[begin EXCERPT TO READ]

Frequently, it turns out, if you are Robert Kelley, who directs a disoriented Viola (wearing a form-fitting white mini-dress adorned with a Laugh-In daisy) to stand beneath a cartoony, street-corner sign that reads “Haight” and “Ashbury” as she utters “What country is this?” Cue audience titters. Duke Orsino, who is meant to resemble Jimi Hendrix, lives in an “Auditorium” whose Peter Max-ish proscenium and Wes Wilson-inspired typeface are clearly intended to invoke the Fillmore. Get it? And then there’s Olivia’s uncle Toby, a good-natured and blustery old leech who swills bottles of Falstaff (hats off to the props team for THAT one) and entices Olivia’s hapless suitor, Andrew Aguecheek, with freshly rolled joints whenever the juxtaposition of Shakespeare’s words and cannabis seem destined to get a laugh. Which, invariably, they do.

[end EXCERPT TO READ]

» STATED PROBLEM
Answer these questions from the theater review:
1. What line does Viola say beneath the "Haight" and "Ashbury" sign?
2. Who is Duke Orsino meant to resemble?
3. What does Olivia's uncle Toby drink?
The records have no connection to the text.

[begin RECORDS PROVIDED]

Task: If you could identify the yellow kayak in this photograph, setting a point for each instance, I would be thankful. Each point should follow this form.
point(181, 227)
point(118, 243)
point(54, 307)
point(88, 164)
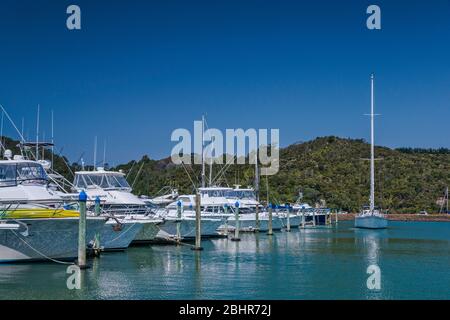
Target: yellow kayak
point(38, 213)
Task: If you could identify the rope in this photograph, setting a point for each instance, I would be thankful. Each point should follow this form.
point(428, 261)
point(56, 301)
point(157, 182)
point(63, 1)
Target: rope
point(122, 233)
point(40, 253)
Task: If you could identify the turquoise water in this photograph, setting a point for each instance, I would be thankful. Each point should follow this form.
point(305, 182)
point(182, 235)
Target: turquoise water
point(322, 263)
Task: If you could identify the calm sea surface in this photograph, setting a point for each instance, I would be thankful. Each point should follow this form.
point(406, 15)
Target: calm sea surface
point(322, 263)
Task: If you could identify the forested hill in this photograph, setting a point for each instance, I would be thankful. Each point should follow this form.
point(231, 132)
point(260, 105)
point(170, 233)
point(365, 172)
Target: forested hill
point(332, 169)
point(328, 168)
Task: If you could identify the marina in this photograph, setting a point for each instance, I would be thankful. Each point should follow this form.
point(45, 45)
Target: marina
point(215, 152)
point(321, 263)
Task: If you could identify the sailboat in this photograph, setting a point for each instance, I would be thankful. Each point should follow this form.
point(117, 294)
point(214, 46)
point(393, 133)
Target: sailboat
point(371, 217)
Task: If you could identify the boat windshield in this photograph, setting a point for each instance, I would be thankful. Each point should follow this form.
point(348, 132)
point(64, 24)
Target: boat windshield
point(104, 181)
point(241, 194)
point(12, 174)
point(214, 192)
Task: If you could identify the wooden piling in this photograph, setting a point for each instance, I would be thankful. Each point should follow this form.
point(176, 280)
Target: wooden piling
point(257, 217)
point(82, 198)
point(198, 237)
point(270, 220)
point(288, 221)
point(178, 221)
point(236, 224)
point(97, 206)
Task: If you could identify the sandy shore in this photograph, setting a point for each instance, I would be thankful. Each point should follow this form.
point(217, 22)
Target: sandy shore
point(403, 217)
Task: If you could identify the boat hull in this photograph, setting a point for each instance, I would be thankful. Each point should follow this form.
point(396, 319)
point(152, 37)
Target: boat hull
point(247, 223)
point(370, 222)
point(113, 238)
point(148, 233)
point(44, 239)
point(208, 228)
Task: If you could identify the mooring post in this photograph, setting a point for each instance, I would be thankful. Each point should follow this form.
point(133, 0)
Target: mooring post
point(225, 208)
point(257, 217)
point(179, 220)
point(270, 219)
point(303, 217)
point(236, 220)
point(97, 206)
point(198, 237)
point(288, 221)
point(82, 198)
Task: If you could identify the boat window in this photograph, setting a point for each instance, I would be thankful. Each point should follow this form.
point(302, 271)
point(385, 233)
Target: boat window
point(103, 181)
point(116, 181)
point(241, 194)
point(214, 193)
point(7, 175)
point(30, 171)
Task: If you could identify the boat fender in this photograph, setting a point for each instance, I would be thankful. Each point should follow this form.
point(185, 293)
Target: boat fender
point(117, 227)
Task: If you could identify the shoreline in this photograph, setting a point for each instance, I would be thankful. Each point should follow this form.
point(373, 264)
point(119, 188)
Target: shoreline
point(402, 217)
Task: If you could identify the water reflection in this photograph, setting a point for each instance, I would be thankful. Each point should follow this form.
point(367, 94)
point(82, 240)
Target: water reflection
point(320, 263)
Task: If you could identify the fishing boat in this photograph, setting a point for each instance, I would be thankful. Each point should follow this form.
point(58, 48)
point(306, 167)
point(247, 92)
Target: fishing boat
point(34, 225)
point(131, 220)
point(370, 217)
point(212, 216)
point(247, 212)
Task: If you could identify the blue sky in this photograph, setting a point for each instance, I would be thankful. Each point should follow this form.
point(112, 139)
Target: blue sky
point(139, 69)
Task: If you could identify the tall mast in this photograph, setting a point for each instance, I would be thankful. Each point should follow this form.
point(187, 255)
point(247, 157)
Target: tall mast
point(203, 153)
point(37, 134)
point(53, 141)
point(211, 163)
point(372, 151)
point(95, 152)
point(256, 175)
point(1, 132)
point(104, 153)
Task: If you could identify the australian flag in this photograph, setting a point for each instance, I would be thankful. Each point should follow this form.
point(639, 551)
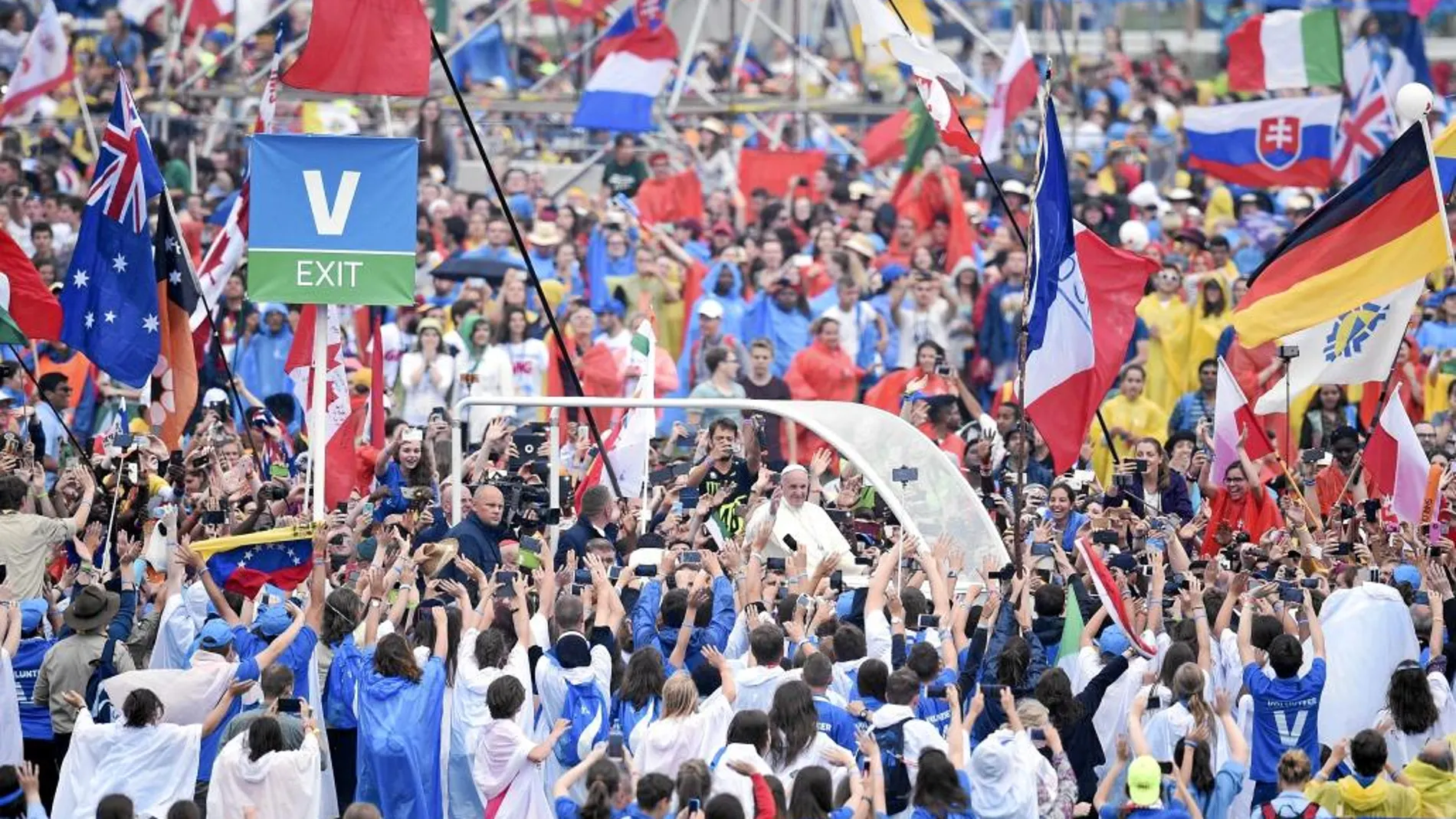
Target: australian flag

[end RECORDS PROVIDED]

» CORRECT OUTPUT
1. "What country is this?"
2. Jimi Hendrix
3. Bottles of Falstaff